Task goal: Once the pictures are set aside, reproduce the entries below exactly.

Stored data:
──────

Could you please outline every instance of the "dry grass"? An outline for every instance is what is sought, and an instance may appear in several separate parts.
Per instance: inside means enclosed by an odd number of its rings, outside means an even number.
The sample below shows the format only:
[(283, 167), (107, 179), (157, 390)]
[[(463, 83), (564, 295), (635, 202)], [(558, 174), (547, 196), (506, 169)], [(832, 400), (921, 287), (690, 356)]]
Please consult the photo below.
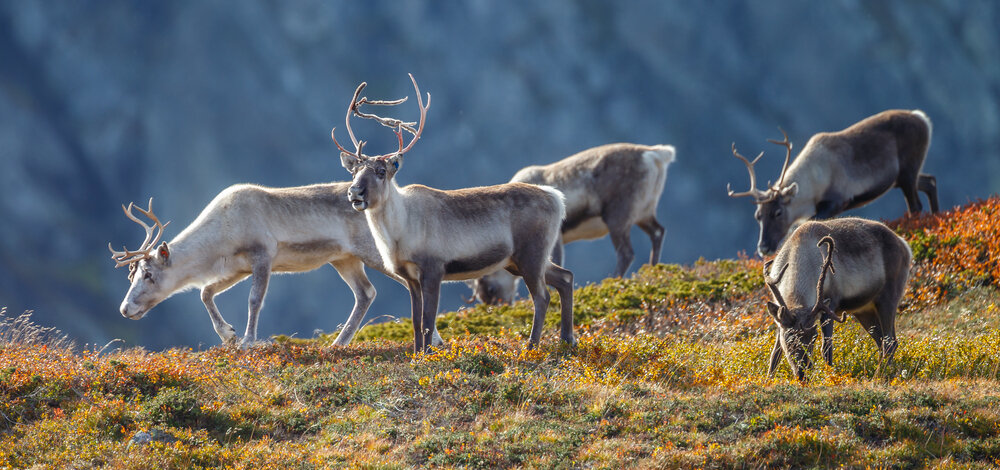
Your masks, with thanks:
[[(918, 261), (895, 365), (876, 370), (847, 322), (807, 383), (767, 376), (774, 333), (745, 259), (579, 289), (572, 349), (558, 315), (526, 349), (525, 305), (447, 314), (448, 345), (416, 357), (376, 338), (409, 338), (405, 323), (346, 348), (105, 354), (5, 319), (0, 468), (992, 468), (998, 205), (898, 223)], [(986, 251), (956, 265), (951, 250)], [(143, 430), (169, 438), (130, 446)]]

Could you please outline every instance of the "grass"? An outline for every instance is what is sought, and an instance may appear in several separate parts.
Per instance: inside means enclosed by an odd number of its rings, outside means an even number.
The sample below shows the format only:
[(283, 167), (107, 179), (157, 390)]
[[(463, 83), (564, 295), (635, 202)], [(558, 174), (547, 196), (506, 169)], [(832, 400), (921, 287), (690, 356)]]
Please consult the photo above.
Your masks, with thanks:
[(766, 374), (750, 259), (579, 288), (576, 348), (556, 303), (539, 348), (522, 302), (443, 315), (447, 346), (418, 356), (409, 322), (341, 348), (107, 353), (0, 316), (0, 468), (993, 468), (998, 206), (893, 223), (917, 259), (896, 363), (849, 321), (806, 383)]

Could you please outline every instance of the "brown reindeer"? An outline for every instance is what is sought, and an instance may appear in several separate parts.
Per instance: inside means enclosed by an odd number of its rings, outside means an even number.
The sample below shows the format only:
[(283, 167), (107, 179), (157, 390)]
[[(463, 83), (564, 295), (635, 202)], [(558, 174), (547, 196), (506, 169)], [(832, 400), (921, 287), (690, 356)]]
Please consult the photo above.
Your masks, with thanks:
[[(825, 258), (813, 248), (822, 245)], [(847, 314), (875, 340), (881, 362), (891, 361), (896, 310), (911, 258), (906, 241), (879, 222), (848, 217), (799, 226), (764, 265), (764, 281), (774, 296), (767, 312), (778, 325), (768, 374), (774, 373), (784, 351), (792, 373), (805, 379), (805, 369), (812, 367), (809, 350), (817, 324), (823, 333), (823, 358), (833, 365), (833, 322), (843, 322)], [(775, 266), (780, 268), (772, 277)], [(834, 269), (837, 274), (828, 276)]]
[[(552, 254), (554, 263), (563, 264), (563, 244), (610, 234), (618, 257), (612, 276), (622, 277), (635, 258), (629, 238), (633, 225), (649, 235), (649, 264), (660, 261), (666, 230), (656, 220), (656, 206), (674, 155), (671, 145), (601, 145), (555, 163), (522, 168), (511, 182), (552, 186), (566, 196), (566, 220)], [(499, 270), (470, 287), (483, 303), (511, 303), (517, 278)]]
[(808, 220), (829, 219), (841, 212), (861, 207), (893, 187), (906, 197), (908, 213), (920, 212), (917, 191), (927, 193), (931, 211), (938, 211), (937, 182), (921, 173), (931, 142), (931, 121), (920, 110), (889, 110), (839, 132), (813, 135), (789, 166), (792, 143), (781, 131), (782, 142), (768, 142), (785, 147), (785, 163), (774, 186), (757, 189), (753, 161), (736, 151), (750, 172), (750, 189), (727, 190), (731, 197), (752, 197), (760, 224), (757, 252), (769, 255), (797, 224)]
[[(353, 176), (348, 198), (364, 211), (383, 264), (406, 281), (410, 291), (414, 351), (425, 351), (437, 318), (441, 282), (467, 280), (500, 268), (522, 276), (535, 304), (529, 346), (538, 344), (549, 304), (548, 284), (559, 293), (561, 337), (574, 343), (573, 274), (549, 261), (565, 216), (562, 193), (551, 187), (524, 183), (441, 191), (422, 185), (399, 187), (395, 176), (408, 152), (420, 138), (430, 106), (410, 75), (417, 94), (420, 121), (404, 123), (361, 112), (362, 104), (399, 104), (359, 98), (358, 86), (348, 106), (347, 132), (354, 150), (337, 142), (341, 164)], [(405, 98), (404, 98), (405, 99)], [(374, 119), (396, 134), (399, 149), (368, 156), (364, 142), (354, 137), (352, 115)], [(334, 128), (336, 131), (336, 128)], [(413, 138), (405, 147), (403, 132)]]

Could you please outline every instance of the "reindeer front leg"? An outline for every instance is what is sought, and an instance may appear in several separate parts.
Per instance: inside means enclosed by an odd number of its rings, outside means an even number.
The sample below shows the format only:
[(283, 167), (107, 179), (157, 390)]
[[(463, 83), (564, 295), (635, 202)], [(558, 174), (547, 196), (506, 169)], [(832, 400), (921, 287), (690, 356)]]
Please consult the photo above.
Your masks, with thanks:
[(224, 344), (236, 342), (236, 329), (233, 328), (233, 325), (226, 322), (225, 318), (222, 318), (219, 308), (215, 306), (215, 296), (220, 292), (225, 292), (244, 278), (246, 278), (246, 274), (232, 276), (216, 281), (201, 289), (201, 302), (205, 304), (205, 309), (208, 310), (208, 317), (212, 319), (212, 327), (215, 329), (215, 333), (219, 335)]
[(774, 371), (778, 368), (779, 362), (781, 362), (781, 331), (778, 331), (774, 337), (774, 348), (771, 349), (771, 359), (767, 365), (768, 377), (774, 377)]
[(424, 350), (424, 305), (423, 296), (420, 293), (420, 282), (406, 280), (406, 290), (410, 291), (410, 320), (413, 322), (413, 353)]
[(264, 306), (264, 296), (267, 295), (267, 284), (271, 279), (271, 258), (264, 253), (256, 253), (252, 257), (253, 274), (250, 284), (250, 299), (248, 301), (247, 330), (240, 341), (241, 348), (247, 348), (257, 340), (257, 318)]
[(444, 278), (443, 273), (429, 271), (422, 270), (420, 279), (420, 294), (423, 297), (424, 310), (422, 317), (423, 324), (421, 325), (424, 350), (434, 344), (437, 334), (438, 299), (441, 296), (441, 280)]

──────

Solved problem:
Could you please outline every instance of the "dry grass"? An outline for every instance is what is sought, and an instance may appear in several separate parts.
Per instance: inside means enclosed by an odd number of its rings, outside means an even number.
The sample below shows the format only:
[(283, 167), (107, 179), (157, 390)]
[[(463, 83), (564, 295), (635, 202)], [(558, 174), (547, 196), (506, 169)], [(832, 400), (921, 287), (690, 356)]]
Please consult the photo below.
Your masks, with thanks:
[[(918, 261), (895, 365), (876, 370), (847, 322), (807, 383), (767, 376), (774, 333), (745, 259), (579, 289), (572, 349), (558, 315), (526, 349), (525, 305), (447, 314), (448, 345), (416, 357), (376, 338), (409, 338), (405, 323), (346, 348), (105, 354), (5, 319), (0, 468), (992, 468), (998, 205), (898, 223)], [(986, 251), (956, 265), (951, 250)], [(143, 430), (169, 438), (130, 446)]]

Could you please outline every instance of the "grass"? An outline for every instance is what is sought, and an instance may appear in several separate parts.
Per instance: inside means enclosed by an odd number of its rings, outside means an even number.
The sample below shows the format only:
[(283, 167), (107, 179), (157, 390)]
[[(463, 83), (564, 295), (635, 202)], [(558, 174), (547, 196), (506, 169)], [(832, 400), (921, 287), (690, 356)]]
Please consult the photo above.
Your masks, with thanks:
[(766, 374), (750, 259), (579, 288), (576, 348), (556, 303), (539, 348), (522, 302), (443, 315), (447, 346), (418, 356), (409, 322), (341, 348), (107, 353), (0, 316), (0, 468), (993, 468), (998, 206), (893, 223), (917, 259), (896, 363), (849, 321), (806, 383)]

Could you please outline every instance of the "brown reindeer"? An outline for every instance is what is sought, and an instance may appear in several separate parts.
Per instance: inside means enclosed by an odd number of its rings, outside means an even number.
The sample below shows the format only:
[(283, 167), (107, 179), (157, 390)]
[[(463, 83), (564, 295), (635, 202)], [(558, 174), (547, 196), (506, 169)], [(832, 400), (921, 287), (690, 356)]]
Please consult the photo above.
Your masks, with thanks:
[[(825, 258), (813, 248), (822, 245)], [(847, 314), (875, 340), (881, 362), (891, 361), (896, 310), (911, 258), (906, 241), (879, 222), (848, 217), (799, 226), (764, 265), (764, 281), (774, 296), (767, 312), (778, 325), (768, 374), (774, 373), (784, 351), (792, 373), (805, 379), (805, 369), (812, 367), (809, 350), (817, 324), (823, 333), (823, 358), (833, 365), (833, 322), (843, 322)], [(775, 266), (780, 268), (772, 277)], [(834, 269), (837, 274), (828, 276)]]
[[(552, 254), (554, 263), (563, 264), (563, 244), (610, 234), (618, 257), (612, 276), (622, 277), (635, 258), (629, 238), (633, 225), (649, 235), (649, 264), (660, 261), (666, 230), (656, 220), (656, 206), (674, 155), (671, 145), (601, 145), (555, 163), (522, 168), (511, 182), (552, 186), (566, 196), (566, 220)], [(499, 270), (470, 287), (483, 303), (511, 303), (517, 278)]]
[(808, 220), (829, 219), (841, 212), (861, 207), (893, 187), (906, 197), (908, 213), (920, 212), (917, 191), (927, 193), (931, 211), (938, 211), (937, 182), (921, 173), (931, 142), (931, 121), (920, 110), (889, 110), (839, 132), (813, 135), (789, 166), (792, 143), (781, 131), (782, 142), (768, 142), (785, 147), (785, 163), (774, 186), (757, 189), (753, 161), (736, 151), (750, 172), (750, 189), (727, 190), (731, 197), (752, 197), (760, 224), (757, 252), (769, 255), (797, 224)]
[[(353, 176), (348, 198), (364, 211), (383, 264), (406, 281), (410, 291), (414, 351), (425, 351), (437, 318), (441, 282), (467, 280), (500, 268), (522, 276), (535, 304), (529, 346), (538, 344), (549, 304), (548, 284), (559, 293), (561, 337), (574, 343), (573, 274), (549, 261), (565, 216), (562, 193), (551, 187), (524, 183), (441, 191), (422, 185), (399, 187), (395, 176), (408, 152), (420, 138), (430, 106), (410, 75), (417, 94), (420, 121), (404, 123), (361, 112), (362, 104), (399, 104), (359, 98), (358, 86), (348, 106), (347, 132), (354, 150), (337, 142), (341, 164)], [(405, 98), (404, 98), (405, 99)], [(374, 119), (396, 134), (399, 149), (368, 156), (364, 142), (354, 137), (352, 115)], [(334, 128), (336, 131), (336, 128)], [(413, 138), (405, 147), (403, 132)]]

Could you please outline every instance of the "reindeer front leg"? An outline for every instance is what is sought, and an instance may appear in several separate parts.
Per instance: inside means enclosed by an odd number of its rings, outside means an even number.
The sample below shows the format only:
[(283, 167), (107, 179), (157, 390)]
[[(463, 83), (564, 295), (635, 202)], [(558, 174), (547, 196), (506, 169)], [(832, 400), (921, 287), (690, 356)]]
Please consult the photo above.
Your masks, with thanks:
[(224, 344), (236, 342), (236, 329), (233, 328), (233, 325), (226, 322), (225, 318), (222, 318), (219, 308), (215, 306), (215, 296), (220, 292), (225, 292), (244, 278), (246, 278), (246, 274), (232, 276), (216, 281), (201, 289), (201, 302), (205, 304), (205, 309), (208, 310), (208, 317), (212, 319), (212, 327), (215, 329), (215, 333), (219, 335)]
[(774, 371), (778, 368), (779, 362), (781, 362), (781, 331), (778, 331), (774, 337), (774, 348), (771, 349), (771, 359), (767, 365), (768, 377), (774, 377)]
[(424, 350), (424, 305), (423, 296), (420, 293), (420, 282), (406, 280), (406, 290), (410, 291), (410, 320), (413, 322), (413, 353)]
[(264, 306), (264, 296), (267, 295), (267, 284), (271, 279), (271, 258), (264, 253), (256, 253), (252, 257), (253, 274), (250, 284), (250, 299), (248, 301), (247, 330), (240, 341), (241, 348), (247, 348), (257, 340), (257, 318)]
[(444, 278), (443, 273), (429, 271), (422, 270), (420, 279), (420, 294), (423, 297), (424, 310), (422, 317), (423, 324), (421, 325), (424, 350), (434, 344), (437, 334), (438, 299), (441, 296), (441, 280)]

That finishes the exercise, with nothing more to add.